Stated task A:
Answer these questions from the Paul Jones profile:
(i) What fee did Wolverhampton Wanderers pay to sign Jones in 1991?
(ii) Which injured player did Jones replace as a substitute in the 2003 FA Cup final?
(iii) How many appearances for Wales does the profile list?
Stated task B: Can you reproduce the Paul Jones profile word for word between "- Place of birth: Chirk, Wales" and "(loan) / 3 / (0)", inclusive?
Stated task C: What does the Paul Jones profile say, summed up in two sentences?

Document extract:
Paul Jones

Personal information
- Full name: Paul Steven Jones
- Date of birth: 18 April 1967 (age 59)
- Place of birth: Chirk, Wales
- Height: 6 ft 3 in (1.91 m)
- Position: Goalkeeper

Senior career*
- Years: Team / Apps / (Gls)
- 1986–1991: Kidderminster Harriers / 242 / (0)
- 1991–1996: Wolverhampton Wanderers / 33 / (0)
- 1996–1997: Stockport County / 47 / (0)
- 1997–2004: Southampton / 193 / (0)
- 2004: → Liverpool (loan) / 2 / (0)
- 2004–2006: Wolverhampton Wanderers / 26 / (0)
- 2004–2005: → Watford (loan) / 9 / (0)
- 2005: → Millwall (loan) / 3 / (0)
- 2006–2007: Queens Park Rangers / 26 / (0)
- 2007–2008: Bognor Regis Town / 2 / (0)
- Total:  / 583 / (0)

International career
- 1997–2006: Wales / 50 / (0)

= Paul Jones (footballer, born 1967) =

Welsh footballer (born 1967)

Paul Steven Jones (born 18 April 1967) is a retired Welsh international football goalkeeper. During his playing career, he played for several clubs, including Wolverhampton Wanderers, Stockport County and Southampton.

==Career history==

===Club career===
Born in Chirk near Wrexham, and educated in Shropshire at the Thomas Adams School in Wem, Jones started his career at Bridgnorth Town, joining Kidderminster Harriers in 1986 and then moved to Wolverhampton Wanderers for a fee of £60,000 in 1991. He only managed to play 44 games before moving on to Stockport County in 1996 where he was ever present in the 1996–97 season.

When Stockport County manager Dave Jones joined Southampton as manager, he signed Jones. He won Southampton player of the season in 1998 and earned a call up to Wales and became the number one goalkeeper. He played for Southampton in the 2003 FA Cup final against Arsenal (which was lost 1–0) coming on as substitute for the injured Antti Niemi. He was the first ever goalkeeper to make a substitute appearance in an FA Cup final.

He left Southampton in 2004, but not before joining Liverpool on loan during a goalkeeping injury crisis, thus becoming the club's oldest post-war debutant.

[Contour labeling entries]
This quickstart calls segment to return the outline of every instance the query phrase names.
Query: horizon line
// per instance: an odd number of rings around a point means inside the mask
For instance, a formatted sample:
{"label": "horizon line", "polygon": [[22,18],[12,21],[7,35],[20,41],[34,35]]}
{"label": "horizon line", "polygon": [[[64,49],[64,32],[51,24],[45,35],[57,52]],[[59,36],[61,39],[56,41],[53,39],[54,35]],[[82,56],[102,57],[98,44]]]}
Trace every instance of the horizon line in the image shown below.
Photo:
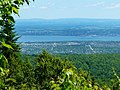
{"label": "horizon line", "polygon": [[120,18],[15,18],[15,20],[62,20],[62,19],[98,19],[98,20],[120,20]]}

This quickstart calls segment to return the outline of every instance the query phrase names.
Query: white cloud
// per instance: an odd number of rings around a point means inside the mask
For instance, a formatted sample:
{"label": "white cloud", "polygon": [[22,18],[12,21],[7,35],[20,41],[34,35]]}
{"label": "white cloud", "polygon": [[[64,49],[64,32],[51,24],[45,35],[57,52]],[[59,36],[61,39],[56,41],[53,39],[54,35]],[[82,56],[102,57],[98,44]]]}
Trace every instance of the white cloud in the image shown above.
{"label": "white cloud", "polygon": [[30,7],[29,6],[23,6],[21,7],[21,9],[29,9]]}
{"label": "white cloud", "polygon": [[47,6],[40,6],[39,8],[40,9],[47,9],[48,7]]}
{"label": "white cloud", "polygon": [[97,6],[104,6],[104,2],[101,1],[101,2],[96,2],[94,4],[91,4],[91,5],[88,5],[89,7],[97,7]]}
{"label": "white cloud", "polygon": [[112,3],[111,5],[107,6],[108,9],[120,8],[120,3]]}

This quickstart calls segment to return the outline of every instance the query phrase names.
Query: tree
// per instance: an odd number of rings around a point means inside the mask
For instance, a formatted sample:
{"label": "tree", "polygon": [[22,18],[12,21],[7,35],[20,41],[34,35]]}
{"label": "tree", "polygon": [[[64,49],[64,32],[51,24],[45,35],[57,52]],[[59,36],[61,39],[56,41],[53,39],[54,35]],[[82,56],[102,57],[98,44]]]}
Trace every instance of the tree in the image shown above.
{"label": "tree", "polygon": [[[34,0],[33,0],[34,1]],[[11,60],[17,58],[17,52],[20,51],[19,45],[16,43],[17,37],[14,32],[15,20],[12,16],[19,16],[19,8],[24,3],[29,5],[29,0],[1,0],[0,1],[0,41],[12,47],[9,49],[5,46],[0,48],[0,52],[7,58],[9,64]],[[13,59],[12,59],[13,58]]]}

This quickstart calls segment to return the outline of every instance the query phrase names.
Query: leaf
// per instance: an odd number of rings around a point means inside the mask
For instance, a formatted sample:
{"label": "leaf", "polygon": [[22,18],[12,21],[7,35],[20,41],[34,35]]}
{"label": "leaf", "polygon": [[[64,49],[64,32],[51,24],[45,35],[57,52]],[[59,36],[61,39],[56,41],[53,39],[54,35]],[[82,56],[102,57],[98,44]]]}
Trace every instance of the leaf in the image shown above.
{"label": "leaf", "polygon": [[13,10],[13,12],[14,12],[15,14],[18,14],[18,8],[17,8],[16,6],[13,6],[13,7],[12,7],[12,10]]}
{"label": "leaf", "polygon": [[0,53],[0,59],[2,59],[3,55]]}
{"label": "leaf", "polygon": [[13,18],[12,16],[9,16],[9,17],[8,17],[8,21],[9,21],[9,23],[10,23],[10,22],[15,23],[15,20],[14,20],[14,18]]}
{"label": "leaf", "polygon": [[11,81],[11,82],[13,82],[13,83],[16,83],[16,80],[15,80],[14,78],[8,78],[8,79],[6,80],[6,82],[9,82],[9,81]]}
{"label": "leaf", "polygon": [[5,42],[2,42],[2,46],[7,47],[9,49],[13,49],[10,45],[6,44]]}

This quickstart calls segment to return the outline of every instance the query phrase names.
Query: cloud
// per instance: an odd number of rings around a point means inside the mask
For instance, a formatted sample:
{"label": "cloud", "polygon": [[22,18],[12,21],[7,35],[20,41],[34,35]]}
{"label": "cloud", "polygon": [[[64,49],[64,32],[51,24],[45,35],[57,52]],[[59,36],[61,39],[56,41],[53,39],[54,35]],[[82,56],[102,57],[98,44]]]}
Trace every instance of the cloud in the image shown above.
{"label": "cloud", "polygon": [[21,9],[29,9],[30,7],[29,6],[23,6],[21,7]]}
{"label": "cloud", "polygon": [[111,5],[107,6],[108,9],[120,8],[120,3],[112,3]]}
{"label": "cloud", "polygon": [[101,1],[101,2],[96,2],[96,3],[93,3],[91,5],[88,5],[89,7],[97,7],[97,6],[104,6],[104,2]]}
{"label": "cloud", "polygon": [[47,9],[47,6],[40,6],[39,9]]}

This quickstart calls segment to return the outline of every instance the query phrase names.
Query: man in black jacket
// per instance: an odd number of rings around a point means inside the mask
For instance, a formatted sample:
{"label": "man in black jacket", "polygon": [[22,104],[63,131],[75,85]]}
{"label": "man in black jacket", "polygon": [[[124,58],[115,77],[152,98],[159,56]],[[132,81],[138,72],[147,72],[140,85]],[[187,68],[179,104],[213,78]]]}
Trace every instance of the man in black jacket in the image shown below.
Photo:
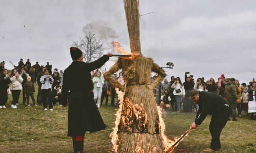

Full output A:
(i) £60,000
(ii) Antti Niemi
(iii) 50

Full output B:
- Place of birth: Chirk, Wales
- Height: 6 ft 3 in (1.91 m)
- Position: Goalkeeper

Senior career*
- Years: Team / Apps / (Gls)
- 1986–1991: Kidderminster Harriers / 242 / (0)
- 1991–1996: Wolverhampton Wanderers / 33 / (0)
- 1996–1997: Stockport County / 47 / (0)
- 1997–2004: Southampton / 193 / (0)
- 2004: → Liverpool (loan) / 2 / (0)
- 2004–2006: Wolverhampton Wanderers / 26 / (0)
- 2004–2005: → Watford (loan) / 9 / (0)
- 2005: → Millwall (loan) / 3 / (0)

Full output C: Paul Steven Jones, born 18 April 1967 in Chirk, Wales, is a retired Welsh international goalkeeper who played for clubs including Kidderminster Harriers, Wolverhampton Wanderers, Stockport County and Southampton. At Southampton he won player of the season in 1998, became the number one goalkeeper for Wales, and in the 2003 FA Cup final became the first goalkeeper ever to make a substitute appearance in an FA Cup final.